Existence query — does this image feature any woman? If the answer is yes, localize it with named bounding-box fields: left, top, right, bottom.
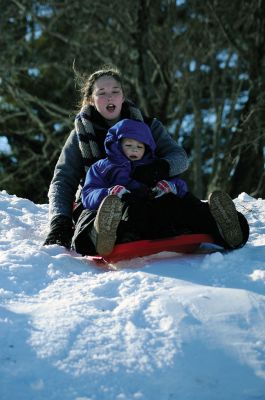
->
left=44, top=65, right=249, bottom=256
left=43, top=66, right=189, bottom=252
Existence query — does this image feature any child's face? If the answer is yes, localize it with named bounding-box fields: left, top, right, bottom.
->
left=90, top=76, right=124, bottom=123
left=121, top=138, right=145, bottom=161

########################################

Print the whole listing above exactly, and keep every picture out of the copy.

--- Output ---
Existence query — does this image feature any woman? If the answer is yes, localize it with named bounding-box fields: left, top, right, bottom.
->
left=44, top=65, right=249, bottom=256
left=43, top=66, right=189, bottom=252
Existence query — does this image feature any child's face? If the answer is yes, localize it with named bounding-box fields: left, top, right, bottom.
->
left=90, top=76, right=124, bottom=123
left=121, top=138, right=145, bottom=161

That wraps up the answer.